Available data »
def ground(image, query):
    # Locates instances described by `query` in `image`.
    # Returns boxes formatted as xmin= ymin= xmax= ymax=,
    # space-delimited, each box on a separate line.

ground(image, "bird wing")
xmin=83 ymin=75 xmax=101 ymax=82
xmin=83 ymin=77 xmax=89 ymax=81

Task to carry out » Transcribe each of the records above exactly.

Problem solution »
def ground(image, query):
    # Locates instances described by `query` in `image`.
    # Returns boxes formatted as xmin= ymin= xmax= ymax=,
    # space-delimited, each box on a separate line.

ground(image, "bird wing")
xmin=83 ymin=75 xmax=101 ymax=82
xmin=83 ymin=77 xmax=89 ymax=81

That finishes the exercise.